- _Required task_
Set down all of the data that follows word for word, without the images.

- _Dataset records_
────────

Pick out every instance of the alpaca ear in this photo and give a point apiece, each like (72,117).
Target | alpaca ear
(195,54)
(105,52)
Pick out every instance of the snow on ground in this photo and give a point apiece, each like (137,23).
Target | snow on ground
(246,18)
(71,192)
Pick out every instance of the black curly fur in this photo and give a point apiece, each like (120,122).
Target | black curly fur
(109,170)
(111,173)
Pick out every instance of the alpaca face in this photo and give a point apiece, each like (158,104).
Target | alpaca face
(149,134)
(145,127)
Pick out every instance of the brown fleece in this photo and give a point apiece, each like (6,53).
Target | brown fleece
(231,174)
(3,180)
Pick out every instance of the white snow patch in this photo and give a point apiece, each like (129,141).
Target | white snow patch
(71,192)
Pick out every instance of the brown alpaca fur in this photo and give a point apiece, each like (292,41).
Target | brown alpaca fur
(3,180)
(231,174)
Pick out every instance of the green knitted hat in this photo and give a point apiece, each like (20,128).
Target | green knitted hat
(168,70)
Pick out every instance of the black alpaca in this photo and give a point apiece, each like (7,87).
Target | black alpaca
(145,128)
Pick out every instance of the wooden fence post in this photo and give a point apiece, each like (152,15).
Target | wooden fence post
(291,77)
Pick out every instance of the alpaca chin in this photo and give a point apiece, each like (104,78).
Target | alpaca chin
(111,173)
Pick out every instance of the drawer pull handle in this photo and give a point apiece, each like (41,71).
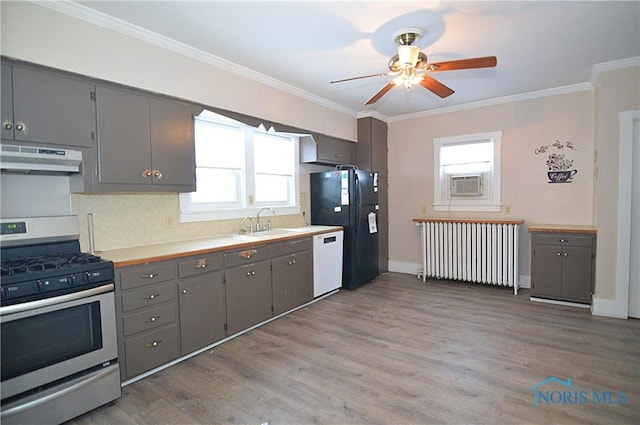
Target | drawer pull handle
(248,253)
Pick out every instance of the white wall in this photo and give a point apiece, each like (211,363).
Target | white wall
(527,125)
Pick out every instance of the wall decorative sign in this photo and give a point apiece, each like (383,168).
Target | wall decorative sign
(559,167)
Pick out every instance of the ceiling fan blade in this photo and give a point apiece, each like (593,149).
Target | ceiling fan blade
(484,62)
(435,86)
(381,93)
(357,78)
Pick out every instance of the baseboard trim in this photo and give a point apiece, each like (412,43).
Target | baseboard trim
(558,302)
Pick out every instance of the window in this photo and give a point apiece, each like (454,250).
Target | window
(467,172)
(240,169)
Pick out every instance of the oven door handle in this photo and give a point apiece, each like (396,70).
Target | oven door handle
(19,308)
(14,410)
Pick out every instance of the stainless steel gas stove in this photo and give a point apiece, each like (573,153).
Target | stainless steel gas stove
(57,322)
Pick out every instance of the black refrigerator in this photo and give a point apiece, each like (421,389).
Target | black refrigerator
(349,198)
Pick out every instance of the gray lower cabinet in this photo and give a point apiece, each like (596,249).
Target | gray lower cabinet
(563,266)
(292,274)
(147,317)
(145,143)
(202,302)
(43,107)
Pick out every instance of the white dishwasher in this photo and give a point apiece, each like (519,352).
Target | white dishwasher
(327,262)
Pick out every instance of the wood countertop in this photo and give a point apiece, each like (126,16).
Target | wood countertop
(124,257)
(563,228)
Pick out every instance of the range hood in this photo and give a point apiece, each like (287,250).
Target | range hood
(38,160)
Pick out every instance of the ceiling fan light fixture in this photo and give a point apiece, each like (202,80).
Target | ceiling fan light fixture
(408,56)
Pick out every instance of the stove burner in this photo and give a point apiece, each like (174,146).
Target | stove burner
(45,262)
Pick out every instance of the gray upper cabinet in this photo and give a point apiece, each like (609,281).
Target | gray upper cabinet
(372,145)
(46,108)
(327,150)
(145,143)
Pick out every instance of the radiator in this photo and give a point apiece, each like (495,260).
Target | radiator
(478,251)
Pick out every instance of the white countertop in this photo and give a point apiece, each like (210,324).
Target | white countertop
(147,253)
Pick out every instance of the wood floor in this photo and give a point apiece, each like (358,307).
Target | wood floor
(398,351)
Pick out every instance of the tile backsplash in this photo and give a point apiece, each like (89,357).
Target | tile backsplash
(127,220)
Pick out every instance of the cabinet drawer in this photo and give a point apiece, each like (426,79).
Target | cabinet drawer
(289,247)
(146,275)
(245,256)
(149,296)
(562,239)
(200,265)
(152,349)
(149,319)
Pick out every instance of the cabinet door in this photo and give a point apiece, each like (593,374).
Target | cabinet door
(124,150)
(576,273)
(336,151)
(546,271)
(53,108)
(172,143)
(7,102)
(202,311)
(292,281)
(249,298)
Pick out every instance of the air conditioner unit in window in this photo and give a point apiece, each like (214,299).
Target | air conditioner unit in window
(466,185)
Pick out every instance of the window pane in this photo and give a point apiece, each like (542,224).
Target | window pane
(273,154)
(219,146)
(270,188)
(466,153)
(216,185)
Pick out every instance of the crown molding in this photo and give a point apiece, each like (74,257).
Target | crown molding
(114,24)
(611,66)
(495,101)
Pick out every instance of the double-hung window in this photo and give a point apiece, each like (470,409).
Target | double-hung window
(239,169)
(467,172)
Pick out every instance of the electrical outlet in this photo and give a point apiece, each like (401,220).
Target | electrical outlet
(168,222)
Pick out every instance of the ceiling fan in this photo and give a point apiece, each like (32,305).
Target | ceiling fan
(411,67)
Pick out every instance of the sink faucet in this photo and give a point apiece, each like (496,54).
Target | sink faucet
(268,225)
(249,228)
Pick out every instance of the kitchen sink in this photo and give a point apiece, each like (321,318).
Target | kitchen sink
(270,233)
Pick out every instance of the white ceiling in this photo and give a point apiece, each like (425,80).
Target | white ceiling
(540,45)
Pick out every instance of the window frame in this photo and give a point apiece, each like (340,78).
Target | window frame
(489,201)
(196,212)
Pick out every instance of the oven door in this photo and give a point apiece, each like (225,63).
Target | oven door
(56,338)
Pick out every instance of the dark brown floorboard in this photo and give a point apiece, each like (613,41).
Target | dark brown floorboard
(397,351)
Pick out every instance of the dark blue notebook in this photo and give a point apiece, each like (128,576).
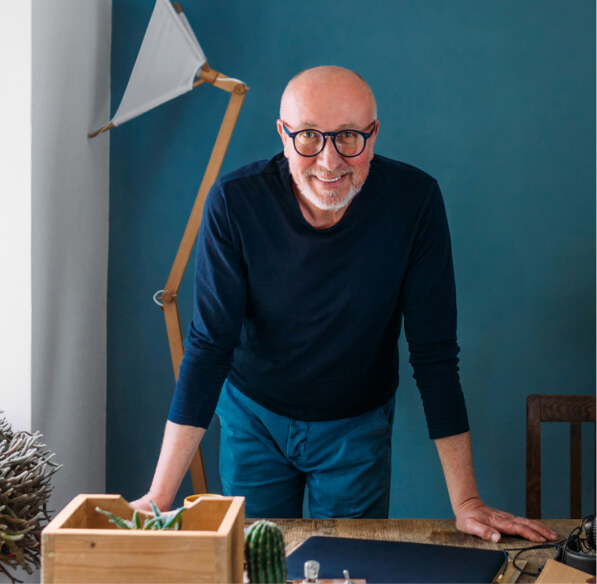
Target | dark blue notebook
(395,562)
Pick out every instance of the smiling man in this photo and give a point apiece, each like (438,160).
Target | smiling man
(307,267)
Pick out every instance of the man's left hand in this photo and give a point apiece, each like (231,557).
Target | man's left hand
(476,518)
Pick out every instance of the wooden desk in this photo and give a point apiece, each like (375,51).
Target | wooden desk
(435,531)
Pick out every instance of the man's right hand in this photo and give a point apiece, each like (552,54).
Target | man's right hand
(142,504)
(178,447)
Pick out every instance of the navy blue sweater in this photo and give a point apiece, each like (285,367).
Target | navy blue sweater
(306,321)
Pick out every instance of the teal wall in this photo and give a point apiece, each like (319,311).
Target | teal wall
(496,99)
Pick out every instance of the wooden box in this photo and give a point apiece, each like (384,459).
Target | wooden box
(82,545)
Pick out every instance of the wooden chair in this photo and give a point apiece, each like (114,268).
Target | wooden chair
(574,409)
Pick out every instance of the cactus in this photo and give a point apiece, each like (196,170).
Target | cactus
(159,520)
(264,553)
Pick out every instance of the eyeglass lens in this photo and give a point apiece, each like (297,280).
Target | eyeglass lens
(311,142)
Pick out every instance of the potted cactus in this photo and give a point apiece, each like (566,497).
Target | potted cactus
(264,553)
(170,520)
(25,472)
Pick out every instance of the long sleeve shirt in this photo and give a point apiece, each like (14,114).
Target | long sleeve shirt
(306,321)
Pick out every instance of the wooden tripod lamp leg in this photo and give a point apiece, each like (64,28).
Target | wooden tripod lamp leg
(185,250)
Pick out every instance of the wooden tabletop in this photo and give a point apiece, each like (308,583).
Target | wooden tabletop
(434,531)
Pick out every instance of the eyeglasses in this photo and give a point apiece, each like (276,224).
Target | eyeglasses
(348,143)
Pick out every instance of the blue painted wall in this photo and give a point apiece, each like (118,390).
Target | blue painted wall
(496,99)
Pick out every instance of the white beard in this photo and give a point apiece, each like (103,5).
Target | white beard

────────

- _Task answer_
Pick out every instance of the alpaca ear in this photo and give a point apiece, each like (72,117).
Target | alpaca ear
(195,54)
(105,52)
Pick out every instance of the snow on ground in this photo and give a point apiece, each like (137,23).
Target | snow on ground
(246,18)
(71,192)
Pick out every instance of the black curly fur in this photo and give a point apiece, each like (120,122).
Target | black curly fur
(109,170)
(111,173)
Pick out every instance of the alpaca face in this photo and give a point apiece, each like (158,104).
Target | alpaca face
(149,134)
(145,127)
Pick out every instance of the brown fleece in this photo and give a point apiece, each like (6,53).
Target | brown fleece
(231,174)
(3,180)
Pick out every instance of the white snow patch in this photo and give a point apiece, each like (129,141).
Target | white snow patch
(71,192)
Pick out every instance of the brown alpaca fur in this photo and give a point apiece, each like (292,41).
Target | brown alpaca fur
(3,180)
(231,174)
Pick out every instance of the green knitted hat in this photo and give a point apiece, each like (20,128).
Target | green knitted hat
(168,70)
Pick out every instance of the black alpaca in this photo and give a point apiece, each like (7,87).
Target | black alpaca
(145,128)
Pick out every instance of the wooden fence post in this photo and give a point apiece, each like (152,15).
Target | wooden fence post
(291,77)
Pick out every instance of the alpaca chin in this photo and give a point apiece, each like (104,78).
Target | alpaca chin
(111,173)
Pick out every instance of the drawer pull handle in this photo and give a point apiece, each like (41,71).
Target | drawer pull handle
(248,253)
Pick out every instance of the white wall in this photo and give a point apiece, each like (211,363).
Target | white wall
(527,125)
Pick out every instance of the wall decorative sign in this photo and give a point apiece, each like (383,168).
Target | wall decorative sign
(559,167)
Pick out every instance of the ceiling fan blade in this photo and give a point apiece, each like (593,149).
Target | ceiling fan blade
(484,62)
(435,86)
(381,93)
(357,78)
Pick out every instance of the baseboard trim in this photo and give a point apiece, each like (412,43).
Target | baseboard trim
(558,302)
Pick out every instance of the window in this photo and give a point apiece, each like (454,250).
Target | window
(467,172)
(240,169)
Pick out every instance of the oven door handle in this photo and give a point apiece, each like (396,70).
Target | oven door handle
(19,308)
(14,410)
Pick out every instance of the stainless steel gas stove in this photo and give a point apiece, each like (573,153).
Target | stainless steel gas stove
(57,322)
Pick out every instance of the black refrigerator in this photo and give a point apiece, each like (421,389).
Target | black refrigerator
(349,198)
Pick out every instance of the gray lower cabinet in this photo and give a point apiece, each like (596,249).
Target | gray lower cabinet
(563,266)
(292,274)
(147,317)
(145,143)
(202,302)
(43,107)
Pick out every instance of the white dishwasher in this photo and give a point apiece, each like (519,352).
Target | white dishwasher
(327,262)
Pick out every instance of the wood countertop in this photo and give a point apiece, each like (126,16).
Target | wood countertop
(124,257)
(563,228)
Pick out every instance of the range hood in this photo and give a point apiece, each like (287,250).
Target | range hood
(38,160)
Pick out every instance of the ceiling fan light fixture in this photo and give a point apiece, each like (202,80).
Target | ceiling fan light fixture
(408,56)
Pick out every instance of the stove burner in this photo and give a point apiece, each like (174,146).
Target | stove burner
(45,262)
Pick out every instance of the gray upper cabinet in this photo and give a point apiece, each like (609,281).
Target | gray upper cabinet
(372,145)
(46,108)
(327,150)
(145,143)
Pick out every instance of the radiator in this photo and give a point apiece, each like (495,260).
Target | radiator
(478,251)
Pick out every instance of the white countertop in this photo and give a point apiece, each like (210,324).
Target | white countertop
(147,253)
Pick out every instance of the wood floor in this photo and give a point apiece, each like (358,307).
Target | wood floor
(398,351)
Pick out every instance of the tile backsplash in this photo and give a point apiece, each like (89,357).
Target | tile backsplash
(127,220)
Pick out every instance of the cabinet drawer in this photo and give a point apiece, each like (426,79).
Target | cabinet drawer
(289,247)
(146,275)
(245,256)
(149,296)
(562,239)
(200,265)
(152,349)
(149,319)
Pick out every instance of the cabinet door in this photo and give a point apiece, each like (593,374).
Target | cabinet door
(124,150)
(576,273)
(336,151)
(546,271)
(53,108)
(172,143)
(7,102)
(202,311)
(292,281)
(249,298)
Pick out every instance of the air conditioner unit in window in this photo and give a point apiece, each like (214,299).
Target | air conditioner unit in window
(466,185)
Pick out every instance of the window pane in this photo and give a point apiece, each like (542,224).
Target | window pane
(273,154)
(219,146)
(270,188)
(466,153)
(216,185)
Pick out every instance of the crown molding in this photo and give a point apiece, each like (74,257).
Target | crown molding
(114,24)
(611,66)
(495,101)
Pick out every instance of the double-hung window in this photo and give a point apiece, each like (470,409).
Target | double-hung window
(239,169)
(467,172)
Pick out every instance of the electrical outlet in this photo and give a point apiece, each like (401,220).
Target | electrical outlet
(168,222)
Pick out every instance of the ceiling fan in this photo and give a point apiece, each like (32,305).
Target | ceiling fan
(411,67)
Pick out every instance of the sink faucet in this photo and give a point apiece, each like (496,54).
Target | sink faucet
(268,225)
(249,228)
Pick out every instance of the kitchen sink in this photo and give a point apiece, each like (321,318).
Target | kitchen sink
(270,233)
Pick out every instance of the white ceiling in this photo and give a point apiece, each like (425,80).
Target | white ceiling
(540,45)
Pick out every instance of the window frame in this photo and give a point apiece, each like (340,78).
Target | window frame
(489,201)
(196,212)
Pick out every instance of the oven door in this photo and give a point apiece, each like (225,63).
Target | oven door
(56,338)
Pick out every instance of the dark brown floorboard in this photo and give a point apiece, each like (613,41).
Target | dark brown floorboard
(397,351)
Pick out every instance of the dark blue notebook in this photo and give a point apiece, each like (128,576).
Target | dark blue notebook
(395,562)
Pick out every instance of the smiling man in this photo and give a point apiece, each like (438,160).
Target | smiling man
(307,267)
Pick out every instance of the man's left hand in this photo and give a point apiece, each like (231,557).
Target | man's left hand
(476,518)
Pick out every instance of the wooden desk in this photo and give a point apiece, each like (375,51).
Target | wooden desk
(435,531)
Pick out every instance of the man's right hand in this photo and give a point apiece, each like (552,54).
Target | man's right hand
(142,504)
(178,447)
Pick out every instance of the navy blue sweater in this photo and give a point apiece, each like (285,367).
Target | navy blue sweater
(306,321)
Pick out every instance of the teal wall in this photo and give a point apiece, each like (319,311).
Target | teal wall
(496,99)
Pick out every instance of the wooden box in this photo and give a point apiece, each like (384,459).
Target | wooden box
(82,545)
Pick out every instance of the wooden chair in this photo and give a point apiece, each like (114,268).
Target | wooden chair
(574,409)
Pick out every instance of the cactus in this photo and give a point apiece, each like (196,170).
Target | cactus
(159,520)
(264,553)
Pick out every instance of the eyeglass lens in this photo and give a point apiece, each like (297,280).
Target | eyeglass lens
(311,142)
Pick out every instance of the potted cactus in this photo and give a point apiece, each like (566,497).
Target | potted cactus
(264,553)
(170,520)
(25,472)
Pick out every instance of the long sleeve shirt in this photo and give a point apiece, each like (14,114).
Target | long sleeve shirt
(306,321)
Pick out every instance of the wooden tripod lamp leg in this photo and give a point apiece, each like (64,28).
Target | wooden tripod lamp leg
(185,250)
Pick out every instance of the wooden tabletop in this photo and give a point apiece, each like (308,583).
Target | wooden tabletop
(434,531)
Pick out every instance of the eyeglasses in this photo and give a point apiece, each like (276,224).
Target | eyeglasses
(348,143)
Pick out every instance of the blue painted wall in this photo and give a point apiece, each like (118,390).
Target | blue painted wall
(496,99)
Pick out every instance of the white beard in this photo and give a point apiece, each like (103,5).
Target | white beard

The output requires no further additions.